**YOUR INSTRUCTIONS**
Reproduce the rows below, replacing each instance of "interface screenshot" with "application image" and leaving everything else untouched. Omit the pictures from your output.

**RECORDS TO PROCESS**

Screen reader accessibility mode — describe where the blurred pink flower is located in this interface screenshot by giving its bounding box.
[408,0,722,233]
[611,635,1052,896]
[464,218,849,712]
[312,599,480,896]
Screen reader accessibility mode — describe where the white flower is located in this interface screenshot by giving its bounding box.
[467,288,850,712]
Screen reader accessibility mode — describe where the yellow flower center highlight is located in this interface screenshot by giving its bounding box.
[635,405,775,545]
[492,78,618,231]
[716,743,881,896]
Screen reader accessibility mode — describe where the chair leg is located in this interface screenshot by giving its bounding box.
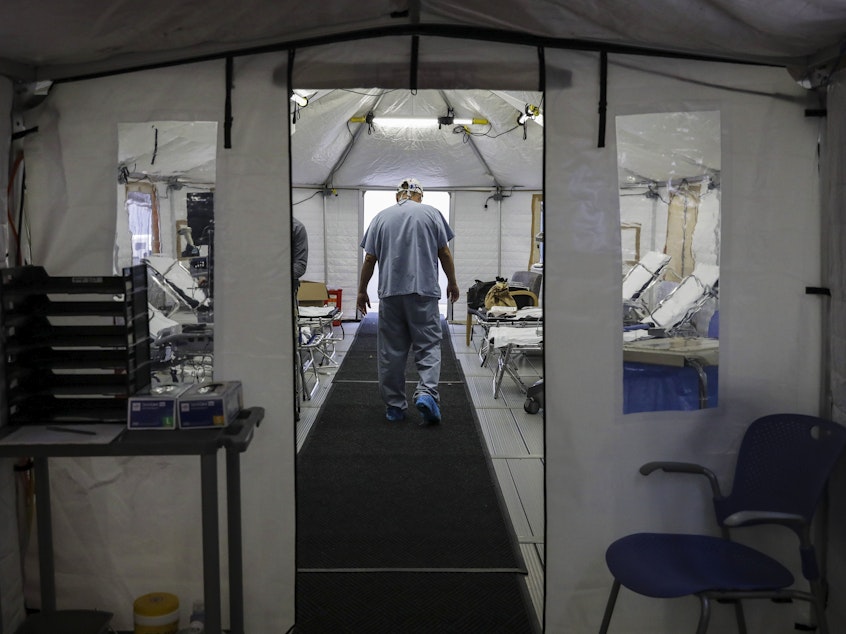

**SOLUTION**
Screen reader accessibility mode — describe where the blurred pink flower is located in this application image by giving its bounding box.
[408,0,722,233]
[611,635,1052,896]
[464,218,849,712]
[312,599,480,896]
Screen reader accessibility mode — describe where the white flower is located in this application image by giving its bounding box.
[467,288,850,712]
Screen reader accessibility mode — describe where the yellow flower center highlight is located in this application image by giving its bounding box.
[635,405,775,545]
[492,78,618,231]
[716,743,881,896]
Screen reader accessibility mode — describe where the chair leg is located in this application image by giving its bounding box.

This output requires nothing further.